> **Supplied records**

_ _ _ _

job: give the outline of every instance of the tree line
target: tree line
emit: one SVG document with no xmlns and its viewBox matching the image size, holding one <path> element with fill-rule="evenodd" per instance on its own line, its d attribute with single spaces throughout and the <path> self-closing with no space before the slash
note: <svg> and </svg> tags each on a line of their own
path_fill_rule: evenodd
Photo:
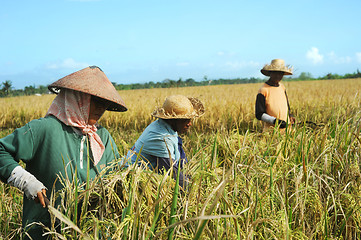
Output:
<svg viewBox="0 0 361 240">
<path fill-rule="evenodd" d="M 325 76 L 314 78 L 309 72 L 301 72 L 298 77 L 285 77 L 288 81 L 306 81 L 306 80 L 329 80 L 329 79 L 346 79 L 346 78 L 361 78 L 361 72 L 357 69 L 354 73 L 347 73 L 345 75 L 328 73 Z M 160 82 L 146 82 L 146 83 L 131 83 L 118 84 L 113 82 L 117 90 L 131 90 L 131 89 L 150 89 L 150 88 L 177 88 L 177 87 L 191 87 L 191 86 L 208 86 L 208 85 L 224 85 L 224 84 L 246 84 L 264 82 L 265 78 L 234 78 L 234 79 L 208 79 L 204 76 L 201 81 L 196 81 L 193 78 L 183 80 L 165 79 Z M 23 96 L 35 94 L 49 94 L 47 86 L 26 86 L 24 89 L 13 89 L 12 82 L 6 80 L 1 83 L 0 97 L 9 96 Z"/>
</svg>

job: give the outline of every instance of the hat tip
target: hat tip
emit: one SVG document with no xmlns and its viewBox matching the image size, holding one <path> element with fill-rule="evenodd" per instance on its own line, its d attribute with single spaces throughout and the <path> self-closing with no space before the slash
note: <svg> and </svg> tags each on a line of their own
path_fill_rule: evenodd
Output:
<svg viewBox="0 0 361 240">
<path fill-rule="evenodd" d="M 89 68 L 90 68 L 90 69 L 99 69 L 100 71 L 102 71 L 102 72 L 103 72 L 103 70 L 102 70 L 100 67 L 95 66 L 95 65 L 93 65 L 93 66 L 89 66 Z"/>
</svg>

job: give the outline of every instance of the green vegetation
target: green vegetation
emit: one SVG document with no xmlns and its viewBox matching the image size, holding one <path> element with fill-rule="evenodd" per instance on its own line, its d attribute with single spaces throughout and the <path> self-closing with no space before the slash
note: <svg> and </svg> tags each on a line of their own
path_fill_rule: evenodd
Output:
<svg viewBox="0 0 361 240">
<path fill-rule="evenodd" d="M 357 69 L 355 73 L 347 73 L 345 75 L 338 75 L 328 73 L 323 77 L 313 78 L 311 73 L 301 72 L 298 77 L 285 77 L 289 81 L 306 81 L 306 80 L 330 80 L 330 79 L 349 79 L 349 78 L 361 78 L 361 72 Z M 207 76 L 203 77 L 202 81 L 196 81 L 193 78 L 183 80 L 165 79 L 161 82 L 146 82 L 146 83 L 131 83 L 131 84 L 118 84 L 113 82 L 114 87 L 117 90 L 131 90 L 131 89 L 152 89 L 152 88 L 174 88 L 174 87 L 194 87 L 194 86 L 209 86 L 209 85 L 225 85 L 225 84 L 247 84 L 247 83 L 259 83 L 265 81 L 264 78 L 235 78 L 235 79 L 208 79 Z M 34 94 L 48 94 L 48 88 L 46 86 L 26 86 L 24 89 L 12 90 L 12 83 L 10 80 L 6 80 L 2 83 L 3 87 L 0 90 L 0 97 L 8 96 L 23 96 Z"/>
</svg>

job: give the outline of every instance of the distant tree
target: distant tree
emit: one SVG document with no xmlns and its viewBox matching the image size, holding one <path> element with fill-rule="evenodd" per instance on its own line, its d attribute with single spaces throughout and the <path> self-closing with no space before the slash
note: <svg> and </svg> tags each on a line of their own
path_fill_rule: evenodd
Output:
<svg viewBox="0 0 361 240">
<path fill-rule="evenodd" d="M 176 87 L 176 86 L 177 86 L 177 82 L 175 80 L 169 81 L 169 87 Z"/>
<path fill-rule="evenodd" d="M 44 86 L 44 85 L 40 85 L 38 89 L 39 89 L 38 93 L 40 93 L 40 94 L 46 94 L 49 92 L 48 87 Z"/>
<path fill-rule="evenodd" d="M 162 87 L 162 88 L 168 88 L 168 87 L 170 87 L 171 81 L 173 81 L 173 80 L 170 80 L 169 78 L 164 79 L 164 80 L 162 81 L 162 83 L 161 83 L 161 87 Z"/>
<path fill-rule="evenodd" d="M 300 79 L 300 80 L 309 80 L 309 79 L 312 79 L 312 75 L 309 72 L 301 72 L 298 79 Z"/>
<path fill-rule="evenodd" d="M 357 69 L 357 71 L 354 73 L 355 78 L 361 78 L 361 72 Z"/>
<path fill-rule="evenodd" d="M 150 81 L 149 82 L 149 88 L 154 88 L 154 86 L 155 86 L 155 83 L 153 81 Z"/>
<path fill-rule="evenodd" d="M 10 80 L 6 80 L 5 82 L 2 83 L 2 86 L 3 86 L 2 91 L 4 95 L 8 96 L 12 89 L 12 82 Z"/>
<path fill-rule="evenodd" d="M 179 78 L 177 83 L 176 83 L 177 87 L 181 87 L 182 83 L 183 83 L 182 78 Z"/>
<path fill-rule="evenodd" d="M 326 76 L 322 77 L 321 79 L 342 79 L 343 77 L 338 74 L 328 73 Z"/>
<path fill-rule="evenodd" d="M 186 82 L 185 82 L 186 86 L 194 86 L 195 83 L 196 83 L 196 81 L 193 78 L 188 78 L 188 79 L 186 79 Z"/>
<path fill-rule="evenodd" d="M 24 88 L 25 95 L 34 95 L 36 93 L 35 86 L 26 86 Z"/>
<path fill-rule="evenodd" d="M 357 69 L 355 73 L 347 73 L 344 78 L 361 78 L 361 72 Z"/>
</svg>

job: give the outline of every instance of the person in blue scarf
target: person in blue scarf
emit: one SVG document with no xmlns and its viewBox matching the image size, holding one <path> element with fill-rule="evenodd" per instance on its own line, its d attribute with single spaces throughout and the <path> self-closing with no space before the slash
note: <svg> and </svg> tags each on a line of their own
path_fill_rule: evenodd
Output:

_ _ _ _

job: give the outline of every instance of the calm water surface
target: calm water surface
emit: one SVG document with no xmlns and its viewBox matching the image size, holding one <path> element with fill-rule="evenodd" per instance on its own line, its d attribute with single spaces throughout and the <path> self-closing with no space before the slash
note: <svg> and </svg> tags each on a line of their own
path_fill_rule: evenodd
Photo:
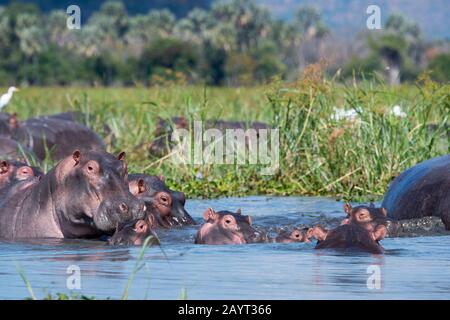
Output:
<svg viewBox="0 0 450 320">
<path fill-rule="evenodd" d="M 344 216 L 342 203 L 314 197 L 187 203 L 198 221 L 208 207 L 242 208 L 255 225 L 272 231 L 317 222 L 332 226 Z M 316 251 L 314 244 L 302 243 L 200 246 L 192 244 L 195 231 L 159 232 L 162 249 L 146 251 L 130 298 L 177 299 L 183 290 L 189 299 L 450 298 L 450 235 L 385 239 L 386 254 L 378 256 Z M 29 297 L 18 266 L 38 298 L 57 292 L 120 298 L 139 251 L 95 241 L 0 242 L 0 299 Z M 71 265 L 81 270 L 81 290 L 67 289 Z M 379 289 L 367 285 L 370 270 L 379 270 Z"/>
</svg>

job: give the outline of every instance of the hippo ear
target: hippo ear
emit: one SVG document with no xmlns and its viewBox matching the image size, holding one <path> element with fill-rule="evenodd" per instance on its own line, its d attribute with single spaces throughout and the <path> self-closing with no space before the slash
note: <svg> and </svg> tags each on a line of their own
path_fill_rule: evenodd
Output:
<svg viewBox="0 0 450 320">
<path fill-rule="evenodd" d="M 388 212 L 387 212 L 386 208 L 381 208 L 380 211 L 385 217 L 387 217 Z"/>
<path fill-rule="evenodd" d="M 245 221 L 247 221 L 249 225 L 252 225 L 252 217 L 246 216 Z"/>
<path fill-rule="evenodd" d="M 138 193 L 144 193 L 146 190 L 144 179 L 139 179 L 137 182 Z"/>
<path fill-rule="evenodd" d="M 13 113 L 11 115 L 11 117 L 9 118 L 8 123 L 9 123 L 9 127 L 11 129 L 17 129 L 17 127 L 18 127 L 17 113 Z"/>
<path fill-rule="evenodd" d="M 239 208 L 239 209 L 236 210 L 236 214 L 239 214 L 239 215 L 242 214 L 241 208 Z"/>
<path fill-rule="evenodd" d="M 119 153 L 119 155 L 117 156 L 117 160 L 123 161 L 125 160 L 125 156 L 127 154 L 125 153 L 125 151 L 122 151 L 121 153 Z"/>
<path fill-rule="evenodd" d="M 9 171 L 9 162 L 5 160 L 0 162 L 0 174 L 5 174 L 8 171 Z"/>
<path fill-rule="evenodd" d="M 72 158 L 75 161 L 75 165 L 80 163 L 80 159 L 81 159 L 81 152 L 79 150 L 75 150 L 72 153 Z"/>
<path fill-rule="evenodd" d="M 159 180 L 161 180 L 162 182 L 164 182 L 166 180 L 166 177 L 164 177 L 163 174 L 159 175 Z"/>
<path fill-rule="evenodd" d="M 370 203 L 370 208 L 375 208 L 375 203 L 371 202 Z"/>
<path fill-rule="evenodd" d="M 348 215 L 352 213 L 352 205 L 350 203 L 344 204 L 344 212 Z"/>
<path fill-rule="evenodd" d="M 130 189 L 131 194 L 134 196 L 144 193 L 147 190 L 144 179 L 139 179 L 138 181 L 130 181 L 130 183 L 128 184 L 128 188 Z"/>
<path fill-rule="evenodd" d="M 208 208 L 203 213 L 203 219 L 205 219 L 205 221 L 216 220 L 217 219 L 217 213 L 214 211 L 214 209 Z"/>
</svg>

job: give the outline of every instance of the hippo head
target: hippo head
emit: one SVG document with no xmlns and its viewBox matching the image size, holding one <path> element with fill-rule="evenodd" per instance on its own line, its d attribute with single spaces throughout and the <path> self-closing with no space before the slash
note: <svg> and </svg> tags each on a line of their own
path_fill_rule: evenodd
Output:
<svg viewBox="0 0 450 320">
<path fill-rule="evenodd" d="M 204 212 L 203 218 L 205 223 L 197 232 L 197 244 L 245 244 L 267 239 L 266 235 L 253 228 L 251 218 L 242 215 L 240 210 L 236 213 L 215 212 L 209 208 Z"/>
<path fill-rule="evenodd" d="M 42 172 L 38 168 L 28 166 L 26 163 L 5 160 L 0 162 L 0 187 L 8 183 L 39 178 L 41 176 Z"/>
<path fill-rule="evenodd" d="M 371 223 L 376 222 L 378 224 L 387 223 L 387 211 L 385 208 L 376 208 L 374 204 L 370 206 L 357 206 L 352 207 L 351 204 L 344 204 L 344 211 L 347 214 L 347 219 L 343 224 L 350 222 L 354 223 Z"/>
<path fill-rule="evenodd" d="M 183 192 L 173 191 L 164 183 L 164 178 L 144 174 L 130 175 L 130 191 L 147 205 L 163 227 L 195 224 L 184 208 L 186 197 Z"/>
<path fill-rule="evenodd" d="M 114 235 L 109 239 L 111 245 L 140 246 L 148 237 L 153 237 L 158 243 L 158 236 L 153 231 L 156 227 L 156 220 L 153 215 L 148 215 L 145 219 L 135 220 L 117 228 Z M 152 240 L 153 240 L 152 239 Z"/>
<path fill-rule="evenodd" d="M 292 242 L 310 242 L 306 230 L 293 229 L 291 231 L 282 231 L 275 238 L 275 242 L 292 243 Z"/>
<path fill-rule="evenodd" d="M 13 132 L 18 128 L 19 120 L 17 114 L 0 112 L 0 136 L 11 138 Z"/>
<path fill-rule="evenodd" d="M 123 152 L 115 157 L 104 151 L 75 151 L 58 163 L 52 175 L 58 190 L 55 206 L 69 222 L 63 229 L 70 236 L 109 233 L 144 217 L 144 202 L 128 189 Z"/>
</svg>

_ _ _ _

> **Task instructions**
Filter the records for lines holding the string "target". Copy each one.

> **Output below**
target: tree line
target: hat tip
target: green vegetation
target: distant tree
target: person in blue scarf
target: calm water surface
target: hippo ear
target: hippo head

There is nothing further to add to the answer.